**課題内容 A**
本文のうち「こんなに暑いのに、クーラーがない人はどうしたらいいんだろう?」で始まり「あんな狭い通路を歩きながら、落ちたら怖いし、危険な仕事やなぁ。」で終わる部分を、「職人さんたち」を「作業員さんたち」に置き換えて編集したうえで示してください。

**本文**

• • • • •

きらめき 綴り

療育アドバイザーとして活動しています。日々の心の煌めきを大切にしています。

職人に学ぶ。

私が住む建物は、10年に一度の外壁塗装に入り、現在足場を建設中です。足場ができたところから順にブルーシートがかけられていきます。足場を組むときは窓を施錠して、開けないで下さいとのこと。

こんなに暑いのに、クーラーがない人はどうしたらいいんだろう?

と、困惑するばかり。

ま、仕事の日は日中いないからいいか?と開き直り、まだまだこちらの棟までは来ていないので、たまの休みの日は、他の棟に足場が組まれていくのを「気の毒になぁ」と他人事の様に見ていました。

まだ夏真っ盛りの頃、その日も足場は組まれていきます。朝から割りと大きな音がカンカン、ガシャンとなり、職人さんたちの声が響きます。

こんな暑い時に大変やなぁ。

あんな狭い通路を歩きながら、落ちたら怖いし、危険な仕事やなぁ。

と思いながら、初めはボーッと見ていました。

次第に、

全部の棟に足場を作ってから塗装を始めるのかなぁ。

そうすると、やたらと日数かかるよね。

足場を作ったら、違う塗装班が来て塗っていって、どんどん塗れたところから外して次の棟に足場を移動してゆけば効率的かもしれないのになぁ。なんでそうしないのかなぁ?

という疑問が沸いたりもしました。

• • • • •

(ポインティングデータの抜粋)
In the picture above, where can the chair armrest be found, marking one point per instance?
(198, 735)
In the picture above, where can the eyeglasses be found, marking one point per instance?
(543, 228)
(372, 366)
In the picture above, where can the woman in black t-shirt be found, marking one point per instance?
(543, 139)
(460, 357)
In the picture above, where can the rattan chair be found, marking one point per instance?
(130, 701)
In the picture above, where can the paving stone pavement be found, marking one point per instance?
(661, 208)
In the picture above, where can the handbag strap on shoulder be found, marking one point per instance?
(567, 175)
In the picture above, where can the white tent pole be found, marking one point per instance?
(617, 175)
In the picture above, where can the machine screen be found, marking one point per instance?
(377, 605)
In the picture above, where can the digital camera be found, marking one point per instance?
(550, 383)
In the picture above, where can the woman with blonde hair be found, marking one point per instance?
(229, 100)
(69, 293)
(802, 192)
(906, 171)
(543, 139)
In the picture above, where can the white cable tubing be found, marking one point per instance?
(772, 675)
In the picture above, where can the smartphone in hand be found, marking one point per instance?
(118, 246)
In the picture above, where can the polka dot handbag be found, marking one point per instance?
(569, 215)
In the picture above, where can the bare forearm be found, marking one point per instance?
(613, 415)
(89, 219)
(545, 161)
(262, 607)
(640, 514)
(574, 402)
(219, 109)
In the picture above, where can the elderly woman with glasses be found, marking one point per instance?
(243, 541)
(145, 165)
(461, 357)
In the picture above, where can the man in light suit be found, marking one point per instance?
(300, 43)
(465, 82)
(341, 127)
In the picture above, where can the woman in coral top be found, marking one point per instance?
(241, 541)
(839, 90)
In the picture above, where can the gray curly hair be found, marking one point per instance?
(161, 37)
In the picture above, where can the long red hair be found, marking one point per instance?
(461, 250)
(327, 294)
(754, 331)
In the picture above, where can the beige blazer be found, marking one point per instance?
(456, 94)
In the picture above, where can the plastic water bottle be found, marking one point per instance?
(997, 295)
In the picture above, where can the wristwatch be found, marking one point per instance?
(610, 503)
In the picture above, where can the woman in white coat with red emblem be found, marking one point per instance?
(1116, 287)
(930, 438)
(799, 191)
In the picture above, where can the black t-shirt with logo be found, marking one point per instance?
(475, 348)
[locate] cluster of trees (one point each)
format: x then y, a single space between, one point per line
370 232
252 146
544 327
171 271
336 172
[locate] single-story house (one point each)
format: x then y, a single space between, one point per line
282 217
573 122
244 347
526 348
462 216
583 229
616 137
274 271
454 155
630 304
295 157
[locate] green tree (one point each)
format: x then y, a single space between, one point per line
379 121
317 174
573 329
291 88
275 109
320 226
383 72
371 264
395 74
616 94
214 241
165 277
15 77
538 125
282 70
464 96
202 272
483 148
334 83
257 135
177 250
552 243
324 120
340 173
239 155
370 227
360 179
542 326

• • • • •

**課題内容 B**
リストから、文字列「with」を含む行をすべて抜き出してください。大文字と小文字は区別します。

**出力結果 A**
こんなに暑いのに、クーラーがない人はどうしたらいいんだろう?

と、困惑するばかり。

ま、仕事の日は日中いないからいいか?と開き直り、まだまだこちらの棟までは来ていないので、たまの休みの日は、他の棟に足場が組まれていくのを「気の毒になぁ」と他人事の様に見ていました。

まだ夏真っ盛りの頃、その日も足場は組まれていきます。朝から割りと大きな音がカンカン、ガシャンとなり、作業員さんたちの声が響きます。

こんな暑い時に大変やなぁ。

あんな狭い通路を歩きながら、落ちたら怖いし、危険な仕事やなぁ。

**出力結果 B**
In the picture above, where can the woman with blonde hair be found, marking one point per instance?
In the picture above, where can the elderly woman with glasses be found, marking one point per instance?
In the picture above, where can the woman in white coat with red emblem be found, marking one point per instance?
In the picture above, where can the black t-shirt with logo be found, marking one point per instance?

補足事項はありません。